### WHAT IS REQUIRED
Reproduce only the lines from the one containing "Report the position of each instance of the white leg" through the one containing "[[314, 75]]", substituting "timber" for every "wooden" and leaving everything else unchanged.

### RECORDS FOR THIS EXERCISE
┄┄┄┄┄┄┄┄┄┄┄┄┄┄┄┄┄┄┄┄
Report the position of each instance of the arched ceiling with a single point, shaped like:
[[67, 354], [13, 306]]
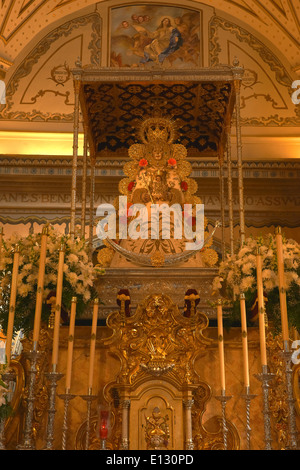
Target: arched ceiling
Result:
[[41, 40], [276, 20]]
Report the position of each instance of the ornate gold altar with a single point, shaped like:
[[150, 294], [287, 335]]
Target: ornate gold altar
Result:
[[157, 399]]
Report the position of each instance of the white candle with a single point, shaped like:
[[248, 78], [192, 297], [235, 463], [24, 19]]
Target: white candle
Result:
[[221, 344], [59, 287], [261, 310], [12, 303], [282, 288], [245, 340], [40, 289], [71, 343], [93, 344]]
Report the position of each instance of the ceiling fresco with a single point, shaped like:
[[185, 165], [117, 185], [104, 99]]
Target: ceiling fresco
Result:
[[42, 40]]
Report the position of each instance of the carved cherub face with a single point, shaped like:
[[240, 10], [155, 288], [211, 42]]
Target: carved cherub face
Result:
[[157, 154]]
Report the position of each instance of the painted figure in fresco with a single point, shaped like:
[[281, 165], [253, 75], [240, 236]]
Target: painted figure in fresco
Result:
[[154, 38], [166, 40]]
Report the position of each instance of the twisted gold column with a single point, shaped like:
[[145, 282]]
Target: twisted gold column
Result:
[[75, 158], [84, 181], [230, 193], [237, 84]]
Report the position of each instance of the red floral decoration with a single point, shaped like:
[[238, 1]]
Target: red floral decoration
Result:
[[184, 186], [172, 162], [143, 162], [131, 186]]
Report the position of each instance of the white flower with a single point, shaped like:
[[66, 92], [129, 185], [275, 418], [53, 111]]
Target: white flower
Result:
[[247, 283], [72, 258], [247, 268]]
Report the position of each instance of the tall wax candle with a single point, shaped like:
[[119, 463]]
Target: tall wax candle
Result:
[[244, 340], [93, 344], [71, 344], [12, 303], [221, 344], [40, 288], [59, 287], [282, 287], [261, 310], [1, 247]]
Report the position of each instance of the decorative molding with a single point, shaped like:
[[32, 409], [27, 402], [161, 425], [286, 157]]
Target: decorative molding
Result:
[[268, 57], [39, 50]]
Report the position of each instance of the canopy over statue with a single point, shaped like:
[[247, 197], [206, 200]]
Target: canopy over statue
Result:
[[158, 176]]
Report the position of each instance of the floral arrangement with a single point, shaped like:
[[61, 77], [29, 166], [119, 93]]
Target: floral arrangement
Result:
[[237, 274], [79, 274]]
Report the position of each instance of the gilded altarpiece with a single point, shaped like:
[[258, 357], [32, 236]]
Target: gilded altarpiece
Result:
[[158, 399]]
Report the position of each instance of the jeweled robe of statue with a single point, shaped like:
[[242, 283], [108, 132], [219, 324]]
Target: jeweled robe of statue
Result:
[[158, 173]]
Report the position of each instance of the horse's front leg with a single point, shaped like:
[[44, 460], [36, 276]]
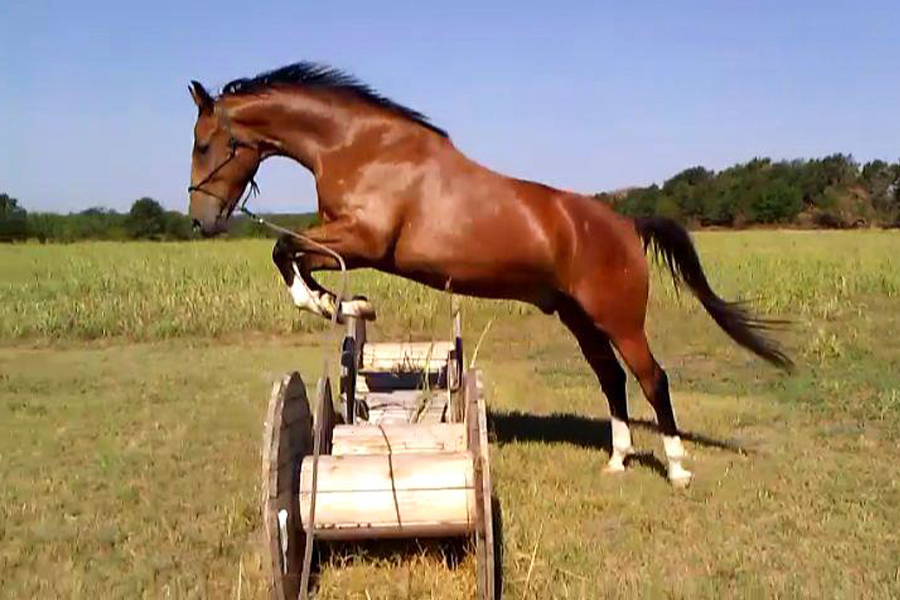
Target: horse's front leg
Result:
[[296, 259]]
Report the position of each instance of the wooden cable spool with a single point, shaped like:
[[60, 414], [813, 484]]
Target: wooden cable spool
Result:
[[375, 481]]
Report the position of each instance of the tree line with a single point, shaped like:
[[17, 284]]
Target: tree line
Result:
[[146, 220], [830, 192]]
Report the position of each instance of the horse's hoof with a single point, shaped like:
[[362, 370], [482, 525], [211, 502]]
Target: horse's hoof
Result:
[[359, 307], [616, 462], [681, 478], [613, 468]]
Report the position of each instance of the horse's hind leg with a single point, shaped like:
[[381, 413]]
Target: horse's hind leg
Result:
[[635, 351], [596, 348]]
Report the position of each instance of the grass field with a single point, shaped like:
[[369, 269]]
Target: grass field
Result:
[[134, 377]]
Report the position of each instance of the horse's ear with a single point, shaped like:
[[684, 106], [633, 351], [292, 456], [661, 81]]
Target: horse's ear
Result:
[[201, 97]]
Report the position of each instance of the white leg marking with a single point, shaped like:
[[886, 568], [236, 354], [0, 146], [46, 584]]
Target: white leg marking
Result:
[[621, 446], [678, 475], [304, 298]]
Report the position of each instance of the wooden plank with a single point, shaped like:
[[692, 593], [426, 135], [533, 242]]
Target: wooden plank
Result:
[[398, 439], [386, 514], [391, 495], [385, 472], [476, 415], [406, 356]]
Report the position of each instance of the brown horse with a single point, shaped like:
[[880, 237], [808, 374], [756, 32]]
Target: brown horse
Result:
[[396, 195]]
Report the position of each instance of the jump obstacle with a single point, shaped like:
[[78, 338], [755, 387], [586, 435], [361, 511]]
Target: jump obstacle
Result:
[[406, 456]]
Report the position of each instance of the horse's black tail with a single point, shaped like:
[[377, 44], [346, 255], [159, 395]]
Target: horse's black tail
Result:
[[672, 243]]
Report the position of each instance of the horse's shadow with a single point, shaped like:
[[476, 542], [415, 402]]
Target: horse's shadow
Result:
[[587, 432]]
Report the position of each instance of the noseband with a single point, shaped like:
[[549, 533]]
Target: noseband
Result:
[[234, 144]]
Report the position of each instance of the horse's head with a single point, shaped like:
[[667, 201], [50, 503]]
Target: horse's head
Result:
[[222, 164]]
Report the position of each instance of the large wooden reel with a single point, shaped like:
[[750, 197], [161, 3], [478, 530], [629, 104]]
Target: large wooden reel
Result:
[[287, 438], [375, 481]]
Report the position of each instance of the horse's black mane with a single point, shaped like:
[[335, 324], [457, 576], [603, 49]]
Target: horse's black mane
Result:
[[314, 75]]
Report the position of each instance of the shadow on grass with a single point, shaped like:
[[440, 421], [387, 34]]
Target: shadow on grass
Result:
┄┄┄┄┄┄┄┄┄┄┄┄┄┄┄┄┄┄┄┄
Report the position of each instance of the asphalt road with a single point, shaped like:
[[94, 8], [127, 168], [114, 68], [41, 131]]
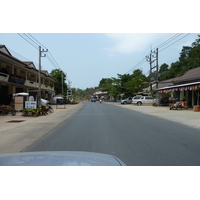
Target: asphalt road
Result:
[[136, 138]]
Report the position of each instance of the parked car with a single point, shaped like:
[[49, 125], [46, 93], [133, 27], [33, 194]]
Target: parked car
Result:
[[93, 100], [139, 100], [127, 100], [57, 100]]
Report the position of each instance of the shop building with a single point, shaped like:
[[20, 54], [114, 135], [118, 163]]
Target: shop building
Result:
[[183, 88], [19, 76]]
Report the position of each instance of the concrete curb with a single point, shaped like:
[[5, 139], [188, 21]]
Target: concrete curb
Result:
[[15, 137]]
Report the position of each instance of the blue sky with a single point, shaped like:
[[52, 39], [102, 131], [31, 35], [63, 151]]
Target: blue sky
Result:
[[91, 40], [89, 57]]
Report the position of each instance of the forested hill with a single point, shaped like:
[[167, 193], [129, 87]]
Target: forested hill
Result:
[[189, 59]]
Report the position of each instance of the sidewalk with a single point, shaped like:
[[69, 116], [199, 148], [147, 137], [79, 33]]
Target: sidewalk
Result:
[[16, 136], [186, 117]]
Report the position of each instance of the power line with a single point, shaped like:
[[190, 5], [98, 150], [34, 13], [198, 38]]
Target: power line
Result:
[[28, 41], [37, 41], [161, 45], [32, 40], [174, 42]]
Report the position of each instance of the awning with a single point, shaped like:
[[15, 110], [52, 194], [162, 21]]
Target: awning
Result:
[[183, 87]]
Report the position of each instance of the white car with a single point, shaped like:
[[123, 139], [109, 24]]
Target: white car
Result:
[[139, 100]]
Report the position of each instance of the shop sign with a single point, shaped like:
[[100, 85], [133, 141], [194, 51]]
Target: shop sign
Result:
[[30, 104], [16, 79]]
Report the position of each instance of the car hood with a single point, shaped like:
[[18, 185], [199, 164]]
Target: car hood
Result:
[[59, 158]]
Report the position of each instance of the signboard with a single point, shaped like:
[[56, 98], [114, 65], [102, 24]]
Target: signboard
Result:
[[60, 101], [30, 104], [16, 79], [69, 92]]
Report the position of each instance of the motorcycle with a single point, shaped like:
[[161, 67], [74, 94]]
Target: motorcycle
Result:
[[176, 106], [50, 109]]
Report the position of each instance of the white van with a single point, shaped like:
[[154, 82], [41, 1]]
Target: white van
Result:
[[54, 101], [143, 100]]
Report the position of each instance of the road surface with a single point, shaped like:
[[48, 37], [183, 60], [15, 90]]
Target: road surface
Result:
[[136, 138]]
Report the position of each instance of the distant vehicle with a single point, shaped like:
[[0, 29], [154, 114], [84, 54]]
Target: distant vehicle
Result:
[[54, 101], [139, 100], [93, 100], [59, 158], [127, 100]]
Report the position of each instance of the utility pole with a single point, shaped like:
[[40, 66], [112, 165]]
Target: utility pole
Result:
┄┄┄┄┄┄┄┄┄┄┄┄┄┄┄┄┄┄┄┄
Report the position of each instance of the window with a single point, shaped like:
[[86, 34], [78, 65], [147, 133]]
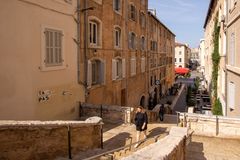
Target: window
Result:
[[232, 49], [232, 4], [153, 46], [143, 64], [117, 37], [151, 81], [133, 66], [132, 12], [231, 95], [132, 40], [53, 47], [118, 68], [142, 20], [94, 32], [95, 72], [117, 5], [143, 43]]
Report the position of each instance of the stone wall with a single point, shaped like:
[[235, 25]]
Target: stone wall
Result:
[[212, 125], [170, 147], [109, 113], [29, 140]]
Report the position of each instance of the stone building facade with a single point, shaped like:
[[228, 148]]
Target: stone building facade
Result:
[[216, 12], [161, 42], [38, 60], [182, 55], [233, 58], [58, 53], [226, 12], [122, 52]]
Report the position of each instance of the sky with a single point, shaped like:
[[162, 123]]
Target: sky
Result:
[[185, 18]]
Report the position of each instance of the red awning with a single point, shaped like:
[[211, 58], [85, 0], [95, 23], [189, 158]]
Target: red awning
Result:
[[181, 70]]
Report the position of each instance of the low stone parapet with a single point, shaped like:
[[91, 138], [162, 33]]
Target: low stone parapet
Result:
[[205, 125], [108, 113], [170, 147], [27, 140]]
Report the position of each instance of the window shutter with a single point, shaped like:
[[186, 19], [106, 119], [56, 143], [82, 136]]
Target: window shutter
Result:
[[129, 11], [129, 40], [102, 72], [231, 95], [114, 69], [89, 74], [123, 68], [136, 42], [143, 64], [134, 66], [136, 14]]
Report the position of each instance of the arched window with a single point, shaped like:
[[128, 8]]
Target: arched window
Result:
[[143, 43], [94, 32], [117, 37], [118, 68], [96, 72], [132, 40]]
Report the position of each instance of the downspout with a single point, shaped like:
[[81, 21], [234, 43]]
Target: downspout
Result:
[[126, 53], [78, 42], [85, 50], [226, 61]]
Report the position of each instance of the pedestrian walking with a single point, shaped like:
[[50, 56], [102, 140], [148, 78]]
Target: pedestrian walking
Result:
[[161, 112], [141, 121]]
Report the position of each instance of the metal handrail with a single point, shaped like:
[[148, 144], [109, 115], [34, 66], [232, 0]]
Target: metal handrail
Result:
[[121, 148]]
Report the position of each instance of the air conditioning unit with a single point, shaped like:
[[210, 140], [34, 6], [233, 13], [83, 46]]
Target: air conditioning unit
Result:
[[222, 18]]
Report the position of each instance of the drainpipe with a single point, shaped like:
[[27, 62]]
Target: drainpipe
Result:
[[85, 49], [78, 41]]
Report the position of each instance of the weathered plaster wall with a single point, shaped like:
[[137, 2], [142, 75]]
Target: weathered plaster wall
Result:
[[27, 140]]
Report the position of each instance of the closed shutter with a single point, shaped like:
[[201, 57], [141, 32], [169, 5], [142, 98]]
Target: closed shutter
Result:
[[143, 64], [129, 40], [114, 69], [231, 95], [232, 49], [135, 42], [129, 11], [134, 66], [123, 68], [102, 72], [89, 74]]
┄┄┄┄┄┄┄┄┄┄┄┄┄┄┄┄┄┄┄┄
### FINAL ANSWER
Report the position of each instance of the white leg marking with a single point, shaped like:
[[886, 568], [236, 354], [0, 146], [46, 584]]
Target: white leg marking
Result:
[[621, 446], [678, 475], [304, 298]]
Report the position of each instance of the timber plank with a single point, shaped like:
[[692, 593], [426, 135], [533, 242]]
Target: timber plank
Result:
[[398, 439], [386, 514], [391, 495], [385, 472], [476, 415], [406, 356]]
Report the position of each instance of the brown horse with a single point, shaped like:
[[880, 237], [808, 374], [756, 32]]
Target: brown horse
Result:
[[396, 195]]
Report the position of each instance of the jump obstacle with a single point, shaped like:
[[78, 338], [755, 387], [586, 435], [361, 511]]
Target: jump obstacle
Result:
[[406, 456]]
Report the position of each instance of the horse's black tail with a single point, shaped like:
[[377, 44], [346, 255], [159, 395]]
Target: horse's black tail
Result:
[[672, 243]]
Report the position of each instance of the horse's shadow with a single point, shaped like:
[[476, 542], [415, 402]]
Target: horse's shadow
Result:
[[587, 432]]
Report the position of each instance of the noseband with a single point, shaped like:
[[549, 533]]
Target: noseband
Result:
[[234, 144]]
Report the position of each instance of the horse's head with a single point, shaped like:
[[667, 201], [50, 503]]
Target: horse's head
Result:
[[222, 164]]
Report the position of each instance of the large timber reel with a single point, shaped like:
[[750, 197], [161, 3], [478, 530], [629, 104]]
Target: large timber reel
Result:
[[287, 438], [375, 481]]
Report the position of each instance of the horse's black mane with a single point, shaped like:
[[335, 324], [457, 576], [603, 49]]
Target: horse's black mane
Result:
[[314, 75]]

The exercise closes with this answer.